YOUR INSTRUCTIONS
The entries are given below. Output each one unchanged.

Saved entries

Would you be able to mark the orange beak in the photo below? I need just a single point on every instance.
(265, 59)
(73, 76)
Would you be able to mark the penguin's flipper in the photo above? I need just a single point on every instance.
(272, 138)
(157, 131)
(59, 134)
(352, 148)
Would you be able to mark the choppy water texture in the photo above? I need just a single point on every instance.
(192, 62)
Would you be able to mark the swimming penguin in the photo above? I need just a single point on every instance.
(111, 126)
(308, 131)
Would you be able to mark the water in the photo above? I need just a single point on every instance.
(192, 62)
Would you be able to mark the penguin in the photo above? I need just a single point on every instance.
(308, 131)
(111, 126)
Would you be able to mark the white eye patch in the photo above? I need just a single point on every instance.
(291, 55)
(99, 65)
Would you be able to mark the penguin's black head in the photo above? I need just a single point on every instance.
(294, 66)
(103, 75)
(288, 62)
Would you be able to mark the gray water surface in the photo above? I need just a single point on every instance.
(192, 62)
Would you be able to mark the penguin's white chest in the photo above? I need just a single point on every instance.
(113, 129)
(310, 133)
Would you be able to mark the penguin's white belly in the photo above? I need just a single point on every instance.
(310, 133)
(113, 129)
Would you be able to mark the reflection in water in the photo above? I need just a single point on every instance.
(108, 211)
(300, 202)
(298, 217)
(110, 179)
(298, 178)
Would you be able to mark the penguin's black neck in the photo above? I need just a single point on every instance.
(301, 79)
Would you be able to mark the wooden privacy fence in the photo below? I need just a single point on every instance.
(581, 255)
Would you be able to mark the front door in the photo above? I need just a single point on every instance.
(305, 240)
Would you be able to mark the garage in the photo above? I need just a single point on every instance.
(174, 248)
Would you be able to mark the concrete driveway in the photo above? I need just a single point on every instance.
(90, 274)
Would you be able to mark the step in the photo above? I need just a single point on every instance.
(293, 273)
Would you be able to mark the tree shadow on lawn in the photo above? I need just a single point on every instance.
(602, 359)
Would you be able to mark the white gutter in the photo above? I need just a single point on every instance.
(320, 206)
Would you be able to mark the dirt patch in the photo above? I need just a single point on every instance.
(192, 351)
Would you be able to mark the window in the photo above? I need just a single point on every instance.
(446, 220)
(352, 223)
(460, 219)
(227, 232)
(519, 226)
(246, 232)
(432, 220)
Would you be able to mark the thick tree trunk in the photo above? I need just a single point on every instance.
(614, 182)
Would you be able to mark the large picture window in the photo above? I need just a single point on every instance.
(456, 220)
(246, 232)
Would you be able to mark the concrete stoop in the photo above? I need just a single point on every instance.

TASK RESPONSE
Would you be able to mark the orange beak in the photo below? I need just a single point on every instance.
(265, 59)
(73, 76)
Would you be able to mark the penguin's flipper in the photo above? I need just a single point on every instance.
(272, 138)
(157, 131)
(59, 134)
(352, 148)
Would you be able to mark the choppy water texture in the photo above? I need just a single point on every instance.
(192, 62)
Would you be able to mark the swimming penguin in the photo above? I need just a single point on every instance.
(111, 126)
(308, 131)
Would you be able to mark the water in the photo above? I need just a single point on every instance.
(192, 62)
Would you be able to mark the penguin in the photo above? I need just a single point on every instance.
(308, 131)
(111, 126)
Would you be able to mark the white eye patch in the photo above? I need just a single point on every instance.
(291, 55)
(99, 65)
Would you be able to mark the penguin's black head in the photo above? I need just a single point on every instance.
(294, 66)
(103, 75)
(288, 62)
Would you be able to mark the gray water surface in the photo above? I need just a single point on every instance.
(192, 62)
Would you be able to mark the penguin's white chest in the photo above? I need just a single point on every instance.
(113, 129)
(310, 133)
Would you be able to mark the penguin's white belly in the photo above? I need just a single point on every instance.
(310, 133)
(113, 129)
Would you be able to mark the reflection in water in the photo above? I need just a single point on every instance.
(108, 211)
(300, 202)
(298, 217)
(110, 179)
(298, 178)
Would you be able to mark the penguin's black neck in the photo above? I need just a single point on every instance.
(301, 79)
Would you be able to mark the wooden privacy fence in the photo below? I need just a single point on every instance.
(581, 255)
Would you be able to mark the front door in the photo above? I need just a single point on every instance.
(305, 240)
Would you be able to mark the garage in the photo above? I need just a single point on every instance.
(174, 248)
Would you be able to mark the concrete driveway in the photo above? I need just a single point on every instance.
(90, 274)
Would you be able to mark the step in the photo above? I need just a single point on every instance.
(293, 273)
Would you be able to mark the tree shadow on lawn in the photo above? I need just a single point on every instance.
(602, 359)
Would you be able to mark the white gutter in the photo above? I need just a single point on every instance.
(320, 206)
Would you be able to mark the dirt patch in the photo above? I need just a single point on every instance.
(192, 351)
Would you be able to mark the window in the photo above? I need just a single point on every instance.
(446, 220)
(352, 223)
(460, 219)
(227, 232)
(519, 226)
(246, 232)
(432, 220)
Would you be able to mark the thick tree trunk in the photo above? I need just a single point on every instance.
(614, 182)
Would you be able to mark the large picture window in the photo above? I need just a single point on every instance.
(456, 220)
(246, 232)
Would you be able to mark the concrete stoop in the photo above? I need just a single point on every instance.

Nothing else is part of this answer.